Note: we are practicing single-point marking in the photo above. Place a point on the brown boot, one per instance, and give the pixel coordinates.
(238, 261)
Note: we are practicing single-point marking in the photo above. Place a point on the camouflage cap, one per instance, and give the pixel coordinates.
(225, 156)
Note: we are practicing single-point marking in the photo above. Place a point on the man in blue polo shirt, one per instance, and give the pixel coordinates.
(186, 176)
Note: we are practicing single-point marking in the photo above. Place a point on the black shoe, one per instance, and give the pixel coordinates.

■ ■ ■

*Exercise goal*
Give back every entry exactly, with nothing left out.

*The answer*
Note: we are practicing single-point marking in the photo above. Place a point on the brown boot, one per instance, and give the pixel coordinates.
(238, 261)
Note: we are practicing single-point marking in the photo above. Place a point on the camouflage cap, one per instance, and give the pixel coordinates.
(225, 156)
Note: we are practicing single-point marking in the photo above. Place a point on the man in blue polo shirt, one per instance, and give the pixel coordinates.
(186, 176)
Note: we are practicing single-point marking in the photo above. Place a point on the black shoe, one per instance, and give the pixel coordinates.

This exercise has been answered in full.